PROVIDED DATA:
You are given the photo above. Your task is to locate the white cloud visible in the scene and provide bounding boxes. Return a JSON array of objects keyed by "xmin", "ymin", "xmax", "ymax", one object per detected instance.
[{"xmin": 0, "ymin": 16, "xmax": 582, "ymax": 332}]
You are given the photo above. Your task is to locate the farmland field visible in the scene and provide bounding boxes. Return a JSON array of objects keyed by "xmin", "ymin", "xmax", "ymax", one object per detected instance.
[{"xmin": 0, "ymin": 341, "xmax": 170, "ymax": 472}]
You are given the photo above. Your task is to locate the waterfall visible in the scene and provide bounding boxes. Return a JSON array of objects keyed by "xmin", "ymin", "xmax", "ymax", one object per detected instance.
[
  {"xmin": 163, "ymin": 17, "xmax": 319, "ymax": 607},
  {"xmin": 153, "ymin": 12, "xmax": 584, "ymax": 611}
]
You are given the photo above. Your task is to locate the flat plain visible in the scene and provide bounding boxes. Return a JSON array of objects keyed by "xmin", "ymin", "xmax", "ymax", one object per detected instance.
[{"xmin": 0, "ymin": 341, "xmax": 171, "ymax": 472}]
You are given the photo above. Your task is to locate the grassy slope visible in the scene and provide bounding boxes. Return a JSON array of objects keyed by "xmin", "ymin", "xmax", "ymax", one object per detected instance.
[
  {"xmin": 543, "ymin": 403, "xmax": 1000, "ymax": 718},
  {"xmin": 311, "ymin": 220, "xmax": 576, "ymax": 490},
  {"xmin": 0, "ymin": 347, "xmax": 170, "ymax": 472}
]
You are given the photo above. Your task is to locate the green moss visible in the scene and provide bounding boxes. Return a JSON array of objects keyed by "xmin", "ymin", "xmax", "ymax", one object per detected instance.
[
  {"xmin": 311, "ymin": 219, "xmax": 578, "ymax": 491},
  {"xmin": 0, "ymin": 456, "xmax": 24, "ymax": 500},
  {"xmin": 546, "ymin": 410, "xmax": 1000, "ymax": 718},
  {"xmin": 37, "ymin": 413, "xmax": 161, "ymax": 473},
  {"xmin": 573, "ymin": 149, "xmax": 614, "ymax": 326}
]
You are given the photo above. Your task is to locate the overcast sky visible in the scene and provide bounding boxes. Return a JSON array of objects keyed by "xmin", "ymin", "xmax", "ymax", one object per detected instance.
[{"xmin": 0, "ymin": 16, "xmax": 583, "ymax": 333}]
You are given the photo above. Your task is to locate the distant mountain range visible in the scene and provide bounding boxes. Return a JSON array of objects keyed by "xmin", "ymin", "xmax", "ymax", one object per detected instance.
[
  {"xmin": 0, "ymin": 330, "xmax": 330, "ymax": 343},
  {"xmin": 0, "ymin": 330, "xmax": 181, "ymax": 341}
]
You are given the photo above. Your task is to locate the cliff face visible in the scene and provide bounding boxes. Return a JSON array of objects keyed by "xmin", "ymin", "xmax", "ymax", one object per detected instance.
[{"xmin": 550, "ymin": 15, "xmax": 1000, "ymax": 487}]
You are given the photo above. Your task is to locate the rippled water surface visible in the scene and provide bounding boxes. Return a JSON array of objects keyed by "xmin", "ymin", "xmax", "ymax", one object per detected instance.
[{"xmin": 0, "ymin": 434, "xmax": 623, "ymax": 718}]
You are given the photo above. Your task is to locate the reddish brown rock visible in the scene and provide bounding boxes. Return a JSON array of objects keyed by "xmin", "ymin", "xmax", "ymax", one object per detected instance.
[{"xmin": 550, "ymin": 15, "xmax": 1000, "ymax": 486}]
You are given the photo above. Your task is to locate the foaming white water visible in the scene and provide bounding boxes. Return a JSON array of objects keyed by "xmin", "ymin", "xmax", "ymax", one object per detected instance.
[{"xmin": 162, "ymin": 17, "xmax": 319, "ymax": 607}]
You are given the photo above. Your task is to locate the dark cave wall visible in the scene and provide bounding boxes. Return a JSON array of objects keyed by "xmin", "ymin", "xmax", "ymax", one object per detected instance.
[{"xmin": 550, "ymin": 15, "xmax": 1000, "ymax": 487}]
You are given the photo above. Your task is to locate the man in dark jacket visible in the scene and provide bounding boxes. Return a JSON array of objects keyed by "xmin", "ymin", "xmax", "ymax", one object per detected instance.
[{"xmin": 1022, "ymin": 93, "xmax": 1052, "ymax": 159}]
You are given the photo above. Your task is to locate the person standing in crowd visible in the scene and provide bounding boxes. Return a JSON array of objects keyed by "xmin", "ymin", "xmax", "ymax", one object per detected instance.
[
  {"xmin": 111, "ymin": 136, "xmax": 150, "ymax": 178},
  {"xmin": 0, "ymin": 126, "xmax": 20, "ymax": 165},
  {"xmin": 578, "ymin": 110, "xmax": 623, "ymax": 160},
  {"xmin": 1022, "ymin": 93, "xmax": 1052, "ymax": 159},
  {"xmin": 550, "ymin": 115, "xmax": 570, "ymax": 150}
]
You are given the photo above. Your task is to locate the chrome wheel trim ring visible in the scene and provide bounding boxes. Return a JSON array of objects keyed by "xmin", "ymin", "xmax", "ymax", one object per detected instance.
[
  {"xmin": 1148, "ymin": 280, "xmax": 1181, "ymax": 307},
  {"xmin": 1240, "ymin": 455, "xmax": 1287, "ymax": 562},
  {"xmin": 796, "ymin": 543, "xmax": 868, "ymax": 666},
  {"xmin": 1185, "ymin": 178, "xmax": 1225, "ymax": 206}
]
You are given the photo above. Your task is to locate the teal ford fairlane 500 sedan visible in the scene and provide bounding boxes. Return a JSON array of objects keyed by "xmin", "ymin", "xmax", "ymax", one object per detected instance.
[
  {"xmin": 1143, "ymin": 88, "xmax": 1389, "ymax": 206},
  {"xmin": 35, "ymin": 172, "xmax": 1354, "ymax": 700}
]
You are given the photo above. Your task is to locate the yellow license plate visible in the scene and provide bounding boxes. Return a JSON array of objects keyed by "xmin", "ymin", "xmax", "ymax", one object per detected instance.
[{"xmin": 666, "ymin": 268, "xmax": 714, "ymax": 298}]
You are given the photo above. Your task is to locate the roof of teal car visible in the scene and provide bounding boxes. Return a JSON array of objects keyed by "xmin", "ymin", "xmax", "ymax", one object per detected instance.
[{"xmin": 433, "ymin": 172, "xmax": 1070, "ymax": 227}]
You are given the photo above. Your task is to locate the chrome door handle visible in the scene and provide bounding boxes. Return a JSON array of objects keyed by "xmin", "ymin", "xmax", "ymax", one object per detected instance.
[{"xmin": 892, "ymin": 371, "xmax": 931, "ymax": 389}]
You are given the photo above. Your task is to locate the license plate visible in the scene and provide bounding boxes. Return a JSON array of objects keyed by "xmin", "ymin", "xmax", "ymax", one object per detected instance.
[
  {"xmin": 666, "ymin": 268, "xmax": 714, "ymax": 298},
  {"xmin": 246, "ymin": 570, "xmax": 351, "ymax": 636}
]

WHAT IS REQUIRED: Return every line from the rows above that contains the word "license".

TASK RESULT:
You are given the photo above. Your task is to locate the yellow license plate visible in the scene and provide bounding boxes. Return a JSON array of objects keyed by "xmin", "ymin", "xmax", "ymax", one object per detected instance.
You are given the photo above. Your task is to locate the license plate visible in the scene and provide bounding boxes. Return a JSON array of objects keyed by "xmin", "ymin", "xmax", "ymax", one object per detected instance.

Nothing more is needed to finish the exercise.